## The problem
Copy the material starting at the line that contains "Query: metal water bottle" and ending at its final line, substituting "location" for each occurrence of "spot" and leaving all else as it stands.
· · ·
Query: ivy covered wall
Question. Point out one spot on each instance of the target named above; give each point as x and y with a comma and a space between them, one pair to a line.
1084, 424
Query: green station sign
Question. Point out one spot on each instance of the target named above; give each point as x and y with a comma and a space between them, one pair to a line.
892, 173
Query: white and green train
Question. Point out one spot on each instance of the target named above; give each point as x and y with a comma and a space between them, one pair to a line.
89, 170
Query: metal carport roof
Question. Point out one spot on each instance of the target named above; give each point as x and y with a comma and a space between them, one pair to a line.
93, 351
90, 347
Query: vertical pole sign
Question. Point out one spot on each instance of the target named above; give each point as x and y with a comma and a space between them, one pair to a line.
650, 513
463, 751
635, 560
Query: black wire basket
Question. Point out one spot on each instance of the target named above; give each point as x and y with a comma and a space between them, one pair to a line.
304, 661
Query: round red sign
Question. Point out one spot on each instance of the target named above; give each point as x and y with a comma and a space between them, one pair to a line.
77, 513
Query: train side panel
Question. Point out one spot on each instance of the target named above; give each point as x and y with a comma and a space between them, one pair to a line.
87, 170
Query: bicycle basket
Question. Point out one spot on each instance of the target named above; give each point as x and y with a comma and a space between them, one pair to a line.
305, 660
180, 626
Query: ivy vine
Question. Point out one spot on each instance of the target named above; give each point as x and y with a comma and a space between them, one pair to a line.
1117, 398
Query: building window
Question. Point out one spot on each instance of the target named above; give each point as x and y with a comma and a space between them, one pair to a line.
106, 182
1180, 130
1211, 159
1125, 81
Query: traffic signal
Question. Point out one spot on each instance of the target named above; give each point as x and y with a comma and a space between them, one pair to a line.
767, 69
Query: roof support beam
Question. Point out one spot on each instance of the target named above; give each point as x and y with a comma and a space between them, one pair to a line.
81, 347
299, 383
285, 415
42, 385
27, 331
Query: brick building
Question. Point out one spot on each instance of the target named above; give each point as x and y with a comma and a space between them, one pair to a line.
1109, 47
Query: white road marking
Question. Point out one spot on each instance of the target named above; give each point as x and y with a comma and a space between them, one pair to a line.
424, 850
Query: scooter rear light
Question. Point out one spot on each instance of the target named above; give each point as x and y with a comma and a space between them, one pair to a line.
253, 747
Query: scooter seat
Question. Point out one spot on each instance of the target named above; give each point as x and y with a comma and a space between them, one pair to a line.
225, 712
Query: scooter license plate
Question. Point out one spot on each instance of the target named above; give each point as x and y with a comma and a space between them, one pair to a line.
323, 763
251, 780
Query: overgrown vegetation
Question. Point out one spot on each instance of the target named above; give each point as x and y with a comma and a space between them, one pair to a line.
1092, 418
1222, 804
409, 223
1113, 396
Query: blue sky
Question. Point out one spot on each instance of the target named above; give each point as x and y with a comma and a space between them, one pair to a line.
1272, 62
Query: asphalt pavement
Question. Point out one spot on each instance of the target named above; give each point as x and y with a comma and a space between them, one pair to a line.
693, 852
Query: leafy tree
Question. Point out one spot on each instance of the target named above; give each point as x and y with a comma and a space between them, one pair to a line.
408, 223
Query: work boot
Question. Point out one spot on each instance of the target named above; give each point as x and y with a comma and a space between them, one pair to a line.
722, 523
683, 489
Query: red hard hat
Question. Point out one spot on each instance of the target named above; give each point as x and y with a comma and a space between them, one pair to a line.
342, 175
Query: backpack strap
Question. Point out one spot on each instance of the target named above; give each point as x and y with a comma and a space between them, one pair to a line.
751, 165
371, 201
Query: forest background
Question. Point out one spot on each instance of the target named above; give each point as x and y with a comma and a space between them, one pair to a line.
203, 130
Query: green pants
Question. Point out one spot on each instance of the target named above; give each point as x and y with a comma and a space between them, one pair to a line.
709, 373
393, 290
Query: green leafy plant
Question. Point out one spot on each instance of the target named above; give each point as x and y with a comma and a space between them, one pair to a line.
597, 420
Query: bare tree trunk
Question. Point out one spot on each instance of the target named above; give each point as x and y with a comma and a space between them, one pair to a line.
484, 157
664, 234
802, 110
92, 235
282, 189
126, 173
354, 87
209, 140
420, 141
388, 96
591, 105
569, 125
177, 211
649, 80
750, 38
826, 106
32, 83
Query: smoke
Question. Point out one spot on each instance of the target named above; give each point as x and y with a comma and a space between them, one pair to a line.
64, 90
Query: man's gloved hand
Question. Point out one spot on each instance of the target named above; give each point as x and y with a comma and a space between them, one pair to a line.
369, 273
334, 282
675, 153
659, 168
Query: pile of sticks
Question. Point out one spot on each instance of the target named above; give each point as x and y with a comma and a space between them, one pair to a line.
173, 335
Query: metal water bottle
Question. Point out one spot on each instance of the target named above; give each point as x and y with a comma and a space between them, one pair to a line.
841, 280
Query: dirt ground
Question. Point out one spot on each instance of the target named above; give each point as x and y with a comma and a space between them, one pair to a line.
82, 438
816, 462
· · ·
## Written solution
Query: metal water bottle
Question. Point out one location on each instance of the target named above; give each point as x and y with a comma and a space between them, one pair to a line.
841, 280
Query: dirt ground
Question. Point out one location on each instance of the target named above; give each point as x and y with a comma and a space between them, one pair to a line.
82, 438
816, 462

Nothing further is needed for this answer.